### Makale:
* * * * * * * * *
Dolayısıyla bugüne kadar zaten sandık başkanları fiili zaten kamu görevlilerinden oluşuyor. Eğer zaten siyasi partiler liste vermediyse, İlçe Seçim Kurulu Başkanlığının kamu görevlilerinden oluşan listesi, yok hayır liste vermişse siyasi partilerin listesinden çıkan ve büyük ölçüde kamu görevlisi olan kişiler başkan oluyor.

SANDIK BAŞKANLARININ YÜZDE 70’İ MEMUR VE İLÇE SEÇİM KURULU LİSTESİ

Burada da bir teamülün yasal zemine kavuşturulması var o zaman?

Zaten bugüne kadarki uygulamada bu hep böyle olmuş. En son 16 Nisan’daki uygulamaya baktım, sandık başkanlarının yüzde 70’i bir kere kamu görevlisi ve İlçe Seçim Kurulu Başkanının verdiği listeden çıkmış kamu görevlisi. Bunun dışında geri kalanının tamamının beşte biri, üçte birin beşte biri yani on beşte biri AK Parti’nin verdiği listeden olmuş. Ona yakın CHP’den var, MHP’den var, HDP’den var. Onlar arasında da kamu görevlileri çoğunlukta. Dolayısıyla oransal olarak baktığınızda aşağı yukarı yüzde 95’in üzerinde kamu görevlisiymiş 16 Nisan’da. Daha geriye gittiğimizde ise uygulamada zaten bu şekilde bir durum var, çoğu zaman siyasi partiler liste vermediği için. Şimdi buna niye itiraz ediliyor, bilmiyorum. İkincisi burada biz kamu görevlileri arasında bir eleme yapmıyoruz, bir ilçedeki kamu görevlilerinin tamamının listesini kaymakam İlçe Seçim Kurulu’na gönderecek. Siciline başka şeye göre eleyerek göndermiyor, ilçedeki bütün kamu görevlilerini elemeden gönderiyor. İlçe Seçim Kurulu Başkanı her sandık başına iki kişi olmak üzere kura çekecek, onun da takdir yetkisi yok orada. Niye iki kişi? Mazeretli olan, raporu olan, görevi kabul etmek istemeyenler olabilir diye. Tekrar bir eleme yapıp, bir daha çekmek gibi bir durum olmasın diye baştan yedeği ve kura ile belirlenmiş olacak.
* * * * * * * * *
### Sağlanan Veriler:
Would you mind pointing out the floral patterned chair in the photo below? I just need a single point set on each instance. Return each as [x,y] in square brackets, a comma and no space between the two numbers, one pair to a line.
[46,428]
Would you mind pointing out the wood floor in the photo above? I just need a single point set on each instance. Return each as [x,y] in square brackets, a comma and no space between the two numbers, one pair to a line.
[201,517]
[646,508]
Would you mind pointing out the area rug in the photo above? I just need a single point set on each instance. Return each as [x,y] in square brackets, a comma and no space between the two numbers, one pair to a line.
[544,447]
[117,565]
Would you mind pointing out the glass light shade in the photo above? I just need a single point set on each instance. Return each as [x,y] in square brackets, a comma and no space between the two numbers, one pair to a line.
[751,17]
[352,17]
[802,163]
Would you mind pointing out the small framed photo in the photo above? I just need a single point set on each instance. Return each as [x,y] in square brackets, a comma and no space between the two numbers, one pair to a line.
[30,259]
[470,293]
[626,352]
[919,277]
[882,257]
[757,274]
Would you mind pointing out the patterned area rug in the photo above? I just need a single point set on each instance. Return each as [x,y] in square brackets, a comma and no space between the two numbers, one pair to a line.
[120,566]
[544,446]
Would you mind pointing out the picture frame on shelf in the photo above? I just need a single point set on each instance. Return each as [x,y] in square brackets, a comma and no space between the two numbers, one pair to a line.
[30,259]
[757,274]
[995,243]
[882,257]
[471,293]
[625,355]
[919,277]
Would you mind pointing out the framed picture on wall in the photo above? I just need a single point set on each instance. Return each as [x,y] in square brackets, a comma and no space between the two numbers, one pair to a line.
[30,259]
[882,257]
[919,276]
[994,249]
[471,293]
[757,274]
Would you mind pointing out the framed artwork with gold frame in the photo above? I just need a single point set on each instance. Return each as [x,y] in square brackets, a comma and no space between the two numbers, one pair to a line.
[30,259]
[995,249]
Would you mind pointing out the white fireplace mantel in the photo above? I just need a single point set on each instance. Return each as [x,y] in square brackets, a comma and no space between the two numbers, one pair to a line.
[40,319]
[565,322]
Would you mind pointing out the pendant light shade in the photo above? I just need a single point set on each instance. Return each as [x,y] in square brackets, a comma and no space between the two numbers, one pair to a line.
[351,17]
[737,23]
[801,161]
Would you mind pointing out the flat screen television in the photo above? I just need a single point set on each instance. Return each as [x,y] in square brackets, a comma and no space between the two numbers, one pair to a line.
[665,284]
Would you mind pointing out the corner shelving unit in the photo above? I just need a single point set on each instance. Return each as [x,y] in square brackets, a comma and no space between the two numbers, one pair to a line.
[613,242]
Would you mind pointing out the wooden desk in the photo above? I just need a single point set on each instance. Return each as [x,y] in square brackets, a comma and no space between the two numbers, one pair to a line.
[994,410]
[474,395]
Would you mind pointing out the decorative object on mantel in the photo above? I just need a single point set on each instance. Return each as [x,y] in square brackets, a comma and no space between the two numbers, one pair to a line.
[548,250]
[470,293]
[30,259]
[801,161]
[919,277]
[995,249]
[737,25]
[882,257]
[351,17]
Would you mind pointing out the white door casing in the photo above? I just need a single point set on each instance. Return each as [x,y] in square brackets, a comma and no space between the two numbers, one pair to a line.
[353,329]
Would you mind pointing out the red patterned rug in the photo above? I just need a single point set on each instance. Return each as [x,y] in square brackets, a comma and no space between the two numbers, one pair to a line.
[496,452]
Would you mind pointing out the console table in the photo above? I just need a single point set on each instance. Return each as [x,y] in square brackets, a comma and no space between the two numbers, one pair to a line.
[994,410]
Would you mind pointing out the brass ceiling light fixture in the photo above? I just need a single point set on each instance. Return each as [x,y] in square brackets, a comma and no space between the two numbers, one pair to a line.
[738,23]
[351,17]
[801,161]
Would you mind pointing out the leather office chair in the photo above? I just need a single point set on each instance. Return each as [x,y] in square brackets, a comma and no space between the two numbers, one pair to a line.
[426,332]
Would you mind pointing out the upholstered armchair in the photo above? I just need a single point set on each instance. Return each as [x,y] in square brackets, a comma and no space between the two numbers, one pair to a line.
* * * * * * * * *
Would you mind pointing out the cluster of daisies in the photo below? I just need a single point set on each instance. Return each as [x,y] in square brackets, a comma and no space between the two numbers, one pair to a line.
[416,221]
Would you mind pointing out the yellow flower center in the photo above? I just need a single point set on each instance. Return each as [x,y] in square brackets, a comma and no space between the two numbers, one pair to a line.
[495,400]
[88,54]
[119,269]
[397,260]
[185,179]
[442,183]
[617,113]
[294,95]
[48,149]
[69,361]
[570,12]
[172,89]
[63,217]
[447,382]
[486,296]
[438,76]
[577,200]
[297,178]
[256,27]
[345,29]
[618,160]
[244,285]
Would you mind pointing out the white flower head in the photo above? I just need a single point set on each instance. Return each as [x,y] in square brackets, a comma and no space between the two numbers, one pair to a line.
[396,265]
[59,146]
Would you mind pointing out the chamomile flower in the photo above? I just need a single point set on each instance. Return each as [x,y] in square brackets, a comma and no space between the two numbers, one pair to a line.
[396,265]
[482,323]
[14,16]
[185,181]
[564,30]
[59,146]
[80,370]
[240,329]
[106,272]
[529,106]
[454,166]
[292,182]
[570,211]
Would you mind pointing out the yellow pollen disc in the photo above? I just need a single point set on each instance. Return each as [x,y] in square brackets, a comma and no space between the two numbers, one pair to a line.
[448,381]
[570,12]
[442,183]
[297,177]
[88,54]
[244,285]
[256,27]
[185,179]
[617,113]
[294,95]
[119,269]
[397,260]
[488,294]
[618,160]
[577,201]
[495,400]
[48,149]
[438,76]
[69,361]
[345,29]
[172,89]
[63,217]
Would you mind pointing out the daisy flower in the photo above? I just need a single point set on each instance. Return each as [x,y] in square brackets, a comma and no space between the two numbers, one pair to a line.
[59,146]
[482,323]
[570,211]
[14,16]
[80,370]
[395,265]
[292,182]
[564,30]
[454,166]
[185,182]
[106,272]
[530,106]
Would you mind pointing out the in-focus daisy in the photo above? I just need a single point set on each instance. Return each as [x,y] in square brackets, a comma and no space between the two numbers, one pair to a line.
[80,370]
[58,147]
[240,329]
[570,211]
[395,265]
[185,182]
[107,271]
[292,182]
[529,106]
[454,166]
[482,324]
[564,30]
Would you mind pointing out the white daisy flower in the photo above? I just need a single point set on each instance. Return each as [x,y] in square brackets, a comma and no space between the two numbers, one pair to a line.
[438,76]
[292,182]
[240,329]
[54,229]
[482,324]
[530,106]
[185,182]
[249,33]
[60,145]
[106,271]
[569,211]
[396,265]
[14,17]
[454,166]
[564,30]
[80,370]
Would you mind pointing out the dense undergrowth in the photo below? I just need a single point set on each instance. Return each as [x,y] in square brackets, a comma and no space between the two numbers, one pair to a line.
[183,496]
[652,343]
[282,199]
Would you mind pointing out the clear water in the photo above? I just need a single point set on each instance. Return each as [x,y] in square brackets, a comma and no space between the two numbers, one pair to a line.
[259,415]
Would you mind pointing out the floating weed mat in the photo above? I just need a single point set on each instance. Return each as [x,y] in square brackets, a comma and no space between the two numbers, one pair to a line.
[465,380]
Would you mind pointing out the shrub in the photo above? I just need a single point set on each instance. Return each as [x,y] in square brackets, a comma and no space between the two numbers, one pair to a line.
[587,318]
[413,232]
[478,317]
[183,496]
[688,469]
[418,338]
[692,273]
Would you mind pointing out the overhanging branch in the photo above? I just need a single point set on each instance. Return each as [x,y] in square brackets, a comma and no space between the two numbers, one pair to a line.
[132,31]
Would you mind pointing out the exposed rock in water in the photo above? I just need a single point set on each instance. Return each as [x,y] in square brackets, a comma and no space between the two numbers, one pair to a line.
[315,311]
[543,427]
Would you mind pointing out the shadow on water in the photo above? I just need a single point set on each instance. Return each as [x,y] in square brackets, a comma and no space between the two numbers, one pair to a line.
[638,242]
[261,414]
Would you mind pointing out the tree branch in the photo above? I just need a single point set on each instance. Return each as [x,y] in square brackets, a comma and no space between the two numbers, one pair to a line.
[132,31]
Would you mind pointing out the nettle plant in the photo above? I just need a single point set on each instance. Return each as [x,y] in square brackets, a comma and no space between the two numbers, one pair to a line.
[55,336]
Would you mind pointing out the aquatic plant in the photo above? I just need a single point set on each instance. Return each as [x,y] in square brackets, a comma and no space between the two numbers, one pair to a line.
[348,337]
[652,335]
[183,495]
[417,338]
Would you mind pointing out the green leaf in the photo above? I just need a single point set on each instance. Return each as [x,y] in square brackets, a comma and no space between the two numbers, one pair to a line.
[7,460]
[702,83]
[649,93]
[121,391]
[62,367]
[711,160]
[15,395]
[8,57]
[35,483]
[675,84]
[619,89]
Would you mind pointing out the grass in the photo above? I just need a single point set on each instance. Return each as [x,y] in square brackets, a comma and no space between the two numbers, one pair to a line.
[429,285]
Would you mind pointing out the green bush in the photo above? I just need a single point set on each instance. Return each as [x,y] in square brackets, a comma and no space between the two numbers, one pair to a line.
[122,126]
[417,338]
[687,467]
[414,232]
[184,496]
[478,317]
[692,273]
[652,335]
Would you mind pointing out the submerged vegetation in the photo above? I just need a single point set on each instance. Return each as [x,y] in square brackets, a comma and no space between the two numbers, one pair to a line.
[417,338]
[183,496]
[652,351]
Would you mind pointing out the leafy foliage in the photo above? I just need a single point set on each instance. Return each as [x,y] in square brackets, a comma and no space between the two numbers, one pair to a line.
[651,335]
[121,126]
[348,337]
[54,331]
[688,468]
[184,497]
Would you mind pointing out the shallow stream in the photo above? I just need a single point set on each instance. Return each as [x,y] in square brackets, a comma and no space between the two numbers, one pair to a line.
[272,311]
* * * * * * * * *
### Görevler:
(1) Sandık başkanlarına ilişkin metne göre aşağıdaki soruları yanıtlayın.
(a) 16 Nisan’da sandık başkanlarının yüzde kaçı İlçe Seçim Kurulu Başkanının verdiği listeden çıkmış kamu görevlisiydi?
(b) Bir ilçedeki kamu görevlilerinin listesini İlçe Seçim Kurulu’na kim gönderecek?
(c) İlçe Seçim Kurulu Başkanı her sandık başına kaç kişi için kura çekecek?
(2) Aşağıdaki ifadelerin sandık başkanlarına ilişkin metne uyup uymadığını evet ya da hayır ile belirtin ve her cevabı metinden aynen alınmış ifadeyle destekleyin.
(a) Kaymakam, kamu görevlilerini sicillerine göre eleyerek gönderir.
(b) İlçe Seçim Kurulu Başkanının kurada takdir yetkisi yoktur.
(c) 16 Nisan’da sandık başkanlarının yüzde 95’inden fazlası kamu görevlisiydi.
(3) Sandık başkanlarına ilişkin metni kaldığı yerden sürdürün.

### Görevlerin Cevapları:
(1)
(a) Yüzde 70’i.
(b) Kaymakam.
(c) İki kişi.

(2)
(a) Hayır: "Siciline başka şeye göre eleyerek göndermiyor, ilçedeki bütün kamu görevlilerini elemeden gönderiyor."
(b) Evet: "onun da takdir yetkisi yok orada."
(c) Evet: "aşağı yukarı yüzde 95’in üzerinde kamu görevlisiymiş 16 Nisan’da."

(3)
HER SANDIKTA HER PARTİDEN ÜYE VAR

Dolayısıyla bugüne dek zaten kamu görevlileri görevini yapıyordu, şimdi de bütün kamu görevlileri hangi partiye oy vermiş olursa olsun kurayla belirleneceği bir sistem getiriyoruz. Eskiden kamu görevlilerini partiler veriyordu, partinin verdiği kamu görevlisi oluyordu. Şimdi tamamen kaymakamlığın verdiği ve İlçe Seçim Kurulunun belirlediği, hangi partiye mensup veya üye olduğu bilinmeyen bir kamu görevlisi başkan olmuş olacak. Kaldı ki sandık başkanı bir kişi, sandık kurulunda partilerin üyeleri var, sorun yok.

CHP BİLMEDEN ARAŞTIRMADAN İTİRAZ EDİYOR

Muhalefetin şüpheyle yaklaştığı diğer itiraz, aynı bina ya da sitedeki bazı seçmenlerin farklı sandıklara yönlendirilmesi… Sahte seçmen yaratır diyor muhalefet?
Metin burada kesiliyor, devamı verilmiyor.